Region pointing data
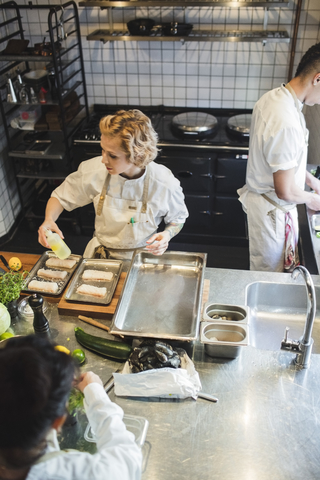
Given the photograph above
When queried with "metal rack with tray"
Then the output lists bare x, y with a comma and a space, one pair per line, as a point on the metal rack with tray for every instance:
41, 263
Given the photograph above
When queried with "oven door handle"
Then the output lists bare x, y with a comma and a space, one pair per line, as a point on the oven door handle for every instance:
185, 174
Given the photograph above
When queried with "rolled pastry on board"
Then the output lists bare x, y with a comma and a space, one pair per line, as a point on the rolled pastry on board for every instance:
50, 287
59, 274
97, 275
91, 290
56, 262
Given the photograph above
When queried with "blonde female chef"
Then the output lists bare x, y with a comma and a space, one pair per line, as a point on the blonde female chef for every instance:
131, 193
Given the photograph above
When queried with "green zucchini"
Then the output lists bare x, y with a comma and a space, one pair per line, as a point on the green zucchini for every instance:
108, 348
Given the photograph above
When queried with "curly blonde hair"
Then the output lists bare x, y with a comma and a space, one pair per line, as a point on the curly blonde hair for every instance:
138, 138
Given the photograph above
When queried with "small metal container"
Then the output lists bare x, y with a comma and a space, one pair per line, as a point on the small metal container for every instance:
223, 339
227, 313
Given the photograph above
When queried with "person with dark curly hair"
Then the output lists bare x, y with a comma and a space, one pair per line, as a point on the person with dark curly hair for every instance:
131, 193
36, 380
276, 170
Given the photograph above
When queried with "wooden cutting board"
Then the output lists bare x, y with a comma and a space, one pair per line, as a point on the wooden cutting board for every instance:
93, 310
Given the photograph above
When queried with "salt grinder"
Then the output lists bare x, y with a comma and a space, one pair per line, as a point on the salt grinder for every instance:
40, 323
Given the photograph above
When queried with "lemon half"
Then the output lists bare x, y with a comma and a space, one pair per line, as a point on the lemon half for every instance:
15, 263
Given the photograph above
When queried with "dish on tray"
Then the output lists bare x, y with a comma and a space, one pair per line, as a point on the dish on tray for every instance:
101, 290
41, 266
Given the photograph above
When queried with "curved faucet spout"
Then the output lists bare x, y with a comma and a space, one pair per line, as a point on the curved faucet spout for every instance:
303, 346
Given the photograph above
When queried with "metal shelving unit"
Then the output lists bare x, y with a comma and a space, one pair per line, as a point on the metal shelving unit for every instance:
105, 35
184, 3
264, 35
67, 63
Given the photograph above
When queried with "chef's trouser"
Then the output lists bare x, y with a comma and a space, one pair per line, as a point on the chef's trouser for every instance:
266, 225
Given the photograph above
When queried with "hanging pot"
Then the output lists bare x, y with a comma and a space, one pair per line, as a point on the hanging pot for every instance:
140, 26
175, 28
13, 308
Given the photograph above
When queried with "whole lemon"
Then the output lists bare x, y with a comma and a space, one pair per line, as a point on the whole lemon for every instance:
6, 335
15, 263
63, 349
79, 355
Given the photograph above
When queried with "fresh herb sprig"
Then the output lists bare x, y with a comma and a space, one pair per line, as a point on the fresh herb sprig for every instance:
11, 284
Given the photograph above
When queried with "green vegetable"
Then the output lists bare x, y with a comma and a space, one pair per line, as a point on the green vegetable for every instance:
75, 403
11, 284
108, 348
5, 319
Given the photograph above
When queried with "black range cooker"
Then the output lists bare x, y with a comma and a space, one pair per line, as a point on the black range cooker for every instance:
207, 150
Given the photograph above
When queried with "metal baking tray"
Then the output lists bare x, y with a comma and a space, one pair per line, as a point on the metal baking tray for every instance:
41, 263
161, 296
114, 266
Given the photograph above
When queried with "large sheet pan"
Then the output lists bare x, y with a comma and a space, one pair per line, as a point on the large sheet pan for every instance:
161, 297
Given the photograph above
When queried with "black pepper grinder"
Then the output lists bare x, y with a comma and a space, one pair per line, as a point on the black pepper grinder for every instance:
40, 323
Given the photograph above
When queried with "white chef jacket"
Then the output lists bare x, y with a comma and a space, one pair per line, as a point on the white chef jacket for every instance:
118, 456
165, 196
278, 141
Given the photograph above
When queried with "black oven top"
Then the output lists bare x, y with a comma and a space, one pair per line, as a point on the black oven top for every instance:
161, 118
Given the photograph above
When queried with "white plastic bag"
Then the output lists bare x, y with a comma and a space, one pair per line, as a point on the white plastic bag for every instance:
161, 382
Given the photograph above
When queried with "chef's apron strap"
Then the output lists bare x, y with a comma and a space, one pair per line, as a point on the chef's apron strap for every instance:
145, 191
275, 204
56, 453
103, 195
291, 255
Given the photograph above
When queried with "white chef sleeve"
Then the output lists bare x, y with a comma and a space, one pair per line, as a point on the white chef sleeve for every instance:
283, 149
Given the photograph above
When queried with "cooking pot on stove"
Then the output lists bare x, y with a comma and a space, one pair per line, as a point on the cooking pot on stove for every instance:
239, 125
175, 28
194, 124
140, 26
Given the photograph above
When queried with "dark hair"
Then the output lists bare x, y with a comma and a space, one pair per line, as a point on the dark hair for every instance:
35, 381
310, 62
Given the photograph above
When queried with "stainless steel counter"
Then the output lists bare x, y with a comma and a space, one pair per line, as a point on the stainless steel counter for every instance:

...

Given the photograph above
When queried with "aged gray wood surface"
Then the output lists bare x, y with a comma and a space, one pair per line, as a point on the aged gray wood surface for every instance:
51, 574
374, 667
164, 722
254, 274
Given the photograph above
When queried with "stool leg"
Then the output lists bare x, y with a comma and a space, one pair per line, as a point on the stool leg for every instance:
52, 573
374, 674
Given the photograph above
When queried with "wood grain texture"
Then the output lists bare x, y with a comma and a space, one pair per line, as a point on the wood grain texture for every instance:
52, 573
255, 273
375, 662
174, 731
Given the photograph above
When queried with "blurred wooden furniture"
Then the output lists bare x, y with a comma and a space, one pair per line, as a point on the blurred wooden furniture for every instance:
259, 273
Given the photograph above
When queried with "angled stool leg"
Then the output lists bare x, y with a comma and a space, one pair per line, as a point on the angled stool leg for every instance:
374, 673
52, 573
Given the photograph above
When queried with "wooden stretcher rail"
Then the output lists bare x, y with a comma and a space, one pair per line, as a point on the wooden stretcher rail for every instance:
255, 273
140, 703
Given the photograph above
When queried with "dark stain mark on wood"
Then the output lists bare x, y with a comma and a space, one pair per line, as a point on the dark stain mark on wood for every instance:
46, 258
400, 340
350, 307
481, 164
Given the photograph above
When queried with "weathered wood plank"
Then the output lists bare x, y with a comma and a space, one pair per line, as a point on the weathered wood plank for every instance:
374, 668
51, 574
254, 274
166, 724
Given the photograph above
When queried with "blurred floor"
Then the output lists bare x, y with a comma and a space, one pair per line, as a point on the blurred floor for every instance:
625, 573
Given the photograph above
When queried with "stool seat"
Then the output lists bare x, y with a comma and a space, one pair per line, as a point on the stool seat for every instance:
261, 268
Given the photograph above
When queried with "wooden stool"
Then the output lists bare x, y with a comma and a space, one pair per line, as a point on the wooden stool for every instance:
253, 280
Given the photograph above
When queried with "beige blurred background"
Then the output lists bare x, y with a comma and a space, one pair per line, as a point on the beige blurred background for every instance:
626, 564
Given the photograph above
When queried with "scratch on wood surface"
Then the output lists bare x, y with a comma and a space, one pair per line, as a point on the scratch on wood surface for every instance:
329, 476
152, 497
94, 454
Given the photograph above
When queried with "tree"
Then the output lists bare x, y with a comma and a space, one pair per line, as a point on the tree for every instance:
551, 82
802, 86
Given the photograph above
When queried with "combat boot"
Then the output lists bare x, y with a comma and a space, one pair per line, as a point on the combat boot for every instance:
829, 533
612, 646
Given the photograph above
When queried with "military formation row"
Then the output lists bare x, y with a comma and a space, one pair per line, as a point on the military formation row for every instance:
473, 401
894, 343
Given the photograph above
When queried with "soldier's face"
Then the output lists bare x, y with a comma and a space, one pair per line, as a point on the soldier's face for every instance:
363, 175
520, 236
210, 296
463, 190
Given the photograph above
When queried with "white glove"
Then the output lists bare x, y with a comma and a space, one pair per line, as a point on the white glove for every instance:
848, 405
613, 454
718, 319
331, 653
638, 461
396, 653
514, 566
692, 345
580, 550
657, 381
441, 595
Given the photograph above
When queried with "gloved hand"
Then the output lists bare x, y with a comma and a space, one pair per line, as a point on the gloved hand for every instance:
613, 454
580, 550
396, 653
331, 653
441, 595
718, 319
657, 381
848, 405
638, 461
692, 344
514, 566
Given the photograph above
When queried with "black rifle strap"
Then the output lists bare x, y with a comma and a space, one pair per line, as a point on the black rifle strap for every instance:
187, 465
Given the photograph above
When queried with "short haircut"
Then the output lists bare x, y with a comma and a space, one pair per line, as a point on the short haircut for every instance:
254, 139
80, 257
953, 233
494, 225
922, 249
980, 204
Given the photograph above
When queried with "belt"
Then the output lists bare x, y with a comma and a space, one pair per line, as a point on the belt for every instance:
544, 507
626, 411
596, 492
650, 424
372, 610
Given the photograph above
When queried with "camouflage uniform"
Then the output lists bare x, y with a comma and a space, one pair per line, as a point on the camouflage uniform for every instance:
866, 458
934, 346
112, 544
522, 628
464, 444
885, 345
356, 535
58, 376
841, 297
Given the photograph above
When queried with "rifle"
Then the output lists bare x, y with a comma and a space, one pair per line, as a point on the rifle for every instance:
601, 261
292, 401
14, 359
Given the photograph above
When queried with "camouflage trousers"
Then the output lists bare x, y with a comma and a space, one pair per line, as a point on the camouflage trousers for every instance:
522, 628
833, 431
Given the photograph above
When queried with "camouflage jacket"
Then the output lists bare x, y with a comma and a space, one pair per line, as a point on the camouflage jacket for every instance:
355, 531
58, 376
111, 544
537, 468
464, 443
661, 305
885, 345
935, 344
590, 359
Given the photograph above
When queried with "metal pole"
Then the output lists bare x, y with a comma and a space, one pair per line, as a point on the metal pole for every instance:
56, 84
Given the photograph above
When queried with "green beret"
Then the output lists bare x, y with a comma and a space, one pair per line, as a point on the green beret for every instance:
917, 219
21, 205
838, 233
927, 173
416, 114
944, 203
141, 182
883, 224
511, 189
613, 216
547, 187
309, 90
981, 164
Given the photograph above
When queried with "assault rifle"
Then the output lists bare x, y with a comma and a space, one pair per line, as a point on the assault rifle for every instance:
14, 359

* * *

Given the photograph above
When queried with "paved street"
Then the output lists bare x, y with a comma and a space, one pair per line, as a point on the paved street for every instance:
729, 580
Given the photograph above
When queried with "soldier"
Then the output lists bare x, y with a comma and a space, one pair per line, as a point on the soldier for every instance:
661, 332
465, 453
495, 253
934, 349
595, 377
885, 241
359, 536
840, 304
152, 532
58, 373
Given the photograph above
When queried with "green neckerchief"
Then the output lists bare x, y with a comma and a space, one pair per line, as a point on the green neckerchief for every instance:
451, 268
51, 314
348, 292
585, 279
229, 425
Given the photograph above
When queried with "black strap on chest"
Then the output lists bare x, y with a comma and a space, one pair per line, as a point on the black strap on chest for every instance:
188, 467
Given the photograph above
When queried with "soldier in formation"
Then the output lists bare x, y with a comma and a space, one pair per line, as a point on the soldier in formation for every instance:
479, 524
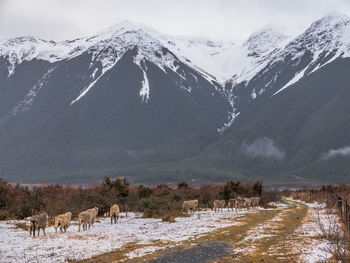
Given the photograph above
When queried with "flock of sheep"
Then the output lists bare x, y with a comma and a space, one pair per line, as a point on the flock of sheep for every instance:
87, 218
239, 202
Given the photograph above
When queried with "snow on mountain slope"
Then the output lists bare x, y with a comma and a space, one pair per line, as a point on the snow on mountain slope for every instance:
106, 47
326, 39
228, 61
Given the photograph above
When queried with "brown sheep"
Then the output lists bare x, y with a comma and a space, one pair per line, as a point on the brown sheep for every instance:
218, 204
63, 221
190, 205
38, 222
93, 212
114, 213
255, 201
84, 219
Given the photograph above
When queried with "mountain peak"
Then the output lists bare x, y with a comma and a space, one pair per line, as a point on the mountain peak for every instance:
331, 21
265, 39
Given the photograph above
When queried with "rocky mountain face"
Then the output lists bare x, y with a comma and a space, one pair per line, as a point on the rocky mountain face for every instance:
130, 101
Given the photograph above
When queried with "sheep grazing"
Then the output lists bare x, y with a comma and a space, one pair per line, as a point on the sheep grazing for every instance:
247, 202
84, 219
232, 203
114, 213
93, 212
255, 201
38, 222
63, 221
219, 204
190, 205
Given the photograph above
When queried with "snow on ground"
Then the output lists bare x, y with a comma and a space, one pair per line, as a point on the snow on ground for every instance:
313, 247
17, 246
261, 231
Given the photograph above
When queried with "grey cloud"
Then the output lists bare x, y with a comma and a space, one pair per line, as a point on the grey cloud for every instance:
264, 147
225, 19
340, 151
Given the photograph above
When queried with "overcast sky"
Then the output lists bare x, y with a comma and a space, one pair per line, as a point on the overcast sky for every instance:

What the task requires: Wherever the string "counter" occurs in the records above, copy that line.

Answer box:
When queried with "stainless steel counter"
Then the output lists bare x, y with a comma and a space, one pair per line, as a point on the stainless steel counter for every instance:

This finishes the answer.